▶ _PETUNJUK TUGAS_
A. Salin tanpa perubahan bagian artikel tentang pertemuan pejabat AS dan Korea Selatan yang diawali dengan kata-kata "Para pejabat tinggi" dan diakhiri dengan "untuk produksi amunisi.".
B. Sebutkan semua nama orang yang tercantum dalam artikel tentang pertemuan pejabat AS dan Korea Selatan.
C. Tuliskan kelanjutan artikel tentang pertemuan 2+2 antara AS dan Korea Selatan, dimulai setelah kalimat terakhirnya.

▶ _TEKS BACAAN_
::::::

Para pejabat tinggi urusan luar negeri dan pertahanan dari Amerika Serikat dan Korea Selatan akan bertemu di Washington pada Kamis (31/10) setelah kedua sekutu tersebut memantau secara dekat dan menyatakan kekhawatiran atas penempatan sekitar 10.000 tentara Korea Utara ke Rusia.
Sementara itu, para pejabat dan analis AS mengatakan bahwa China mungkin tidak senang dengan semakin besarnya pengaruh Rusia terhadap Korea Utara, dan mengatakan bahwa jika Beijing memilih untuk meredamnya, maka China dapat membatasi ekspor bahan-bahan yang mungkin digunakan Pyongyang untuk produksi amunisi.
Dikenal sebagai pertemuan 2+2, Menteri Luar Negeri AS Antony Blinken dan Menteri Pertahanan Lloyd Austin akan menjadi tuan rumah bersama Menteri Luar Negeri Korea Selatan Cho Tae-yul dan Menteri Pertahanan Kim Yong-hyun pada Kamis di Washington, untuk berkoordinasi mengenai ancaman keamanan mendesak yang dihadapi aliansi tersebut.

::::::

▶ _ENTRI HASIL EKSTRAKSI_
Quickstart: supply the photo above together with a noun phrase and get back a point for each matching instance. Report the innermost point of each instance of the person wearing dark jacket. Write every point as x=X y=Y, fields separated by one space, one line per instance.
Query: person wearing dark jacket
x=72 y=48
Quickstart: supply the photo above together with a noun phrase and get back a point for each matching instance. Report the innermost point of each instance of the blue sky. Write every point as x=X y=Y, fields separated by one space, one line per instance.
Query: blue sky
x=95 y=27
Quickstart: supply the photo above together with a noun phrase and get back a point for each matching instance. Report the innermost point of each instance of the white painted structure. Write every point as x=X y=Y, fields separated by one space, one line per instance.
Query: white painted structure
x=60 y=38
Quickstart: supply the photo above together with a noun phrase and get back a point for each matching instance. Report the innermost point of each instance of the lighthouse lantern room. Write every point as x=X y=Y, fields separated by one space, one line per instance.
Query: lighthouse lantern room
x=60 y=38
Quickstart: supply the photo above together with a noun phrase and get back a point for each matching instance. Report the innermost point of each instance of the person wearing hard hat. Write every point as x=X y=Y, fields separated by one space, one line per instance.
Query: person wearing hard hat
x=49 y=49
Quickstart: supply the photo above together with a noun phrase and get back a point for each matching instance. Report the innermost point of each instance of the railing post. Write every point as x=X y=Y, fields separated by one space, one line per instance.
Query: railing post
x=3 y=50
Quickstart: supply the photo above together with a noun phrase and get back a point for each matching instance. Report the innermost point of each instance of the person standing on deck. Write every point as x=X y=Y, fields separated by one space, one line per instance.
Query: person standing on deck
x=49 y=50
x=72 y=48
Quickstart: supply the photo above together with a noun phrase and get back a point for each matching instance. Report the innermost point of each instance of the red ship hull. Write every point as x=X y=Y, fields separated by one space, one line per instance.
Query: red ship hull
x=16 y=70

::::::

▶ _KUMPULAN JAWABAN_
A.
Para pejabat tinggi urusan luar negeri dan pertahanan dari Amerika Serikat dan Korea Selatan akan bertemu di Washington pada Kamis (31/10) setelah kedua sekutu tersebut memantau secara dekat dan menyatakan kekhawatiran atas penempatan sekitar 10.000 tentara Korea Utara ke Rusia.
Sementara itu, para pejabat dan analis AS mengatakan bahwa China mungkin tidak senang dengan semakin besarnya pengaruh Rusia terhadap Korea Utara, dan mengatakan bahwa jika Beijing memilih untuk meredamnya, maka China dapat membatasi ekspor bahan-bahan yang mungkin digunakan Pyongyang untuk produksi amunisi.

B. Antony Blinken, Lloyd Austin, Cho Tae-yul, Kim Yong-hyun

C.
Juru bicara Departemen Luar Negeri Matthew Miller mengatakan kepada VOA dalam pengarahan pada Senin (28/10), bahwa agenda utama adalah diskusi mengenai “perluasan hubungan Korea Utara dengan Rusia,” yang mencakup pengerahan pasukan Korea Utara ke Rusia, serta berbagai tindakan provokatif lainnya yang dilakukan Korea Utara dalam beberapa bulan terakhir, dan komitmen AS terhadap keamanan di kawasan Indo-Pasifik.
Konsultasi terbaru antara Washington dan Seoul itu terjadi hanya dua pekan setelah Tim Pemantau Sanksi Multilateral yang baru dibentuk, sebuah kelompok yang dibentuk pada pertengahan Oktober oleh Amerika Serikat, Korea Selatan, Jepang dan sekutu lainnya, berusaha mengoordinasikan penegakan sanksi terhadap Korea Utara dengan lebih baik.
Kelompok tersebut mengatakan meskipun “jalan menuju dialog” dengan Korea Utara masih terbuka, mereka berkomitmen untuk “mempertahankan rezim non-proliferasi global dan mengatasi ancaman yang timbul dari program-program senjata api pemusnah massal dan rudal balistik Korea Utara, yang melanggar resolusi Dewan Keamanan PBB.”
Beberapa analis berpendapat bahwa dengan mengirimkan pasukan untuk mendukung perang Rusia melawan Ukraina, Korea Utara mungkin memperoleh kesempatan untuk menguji efektivitas rudal balistik dan amunisinya.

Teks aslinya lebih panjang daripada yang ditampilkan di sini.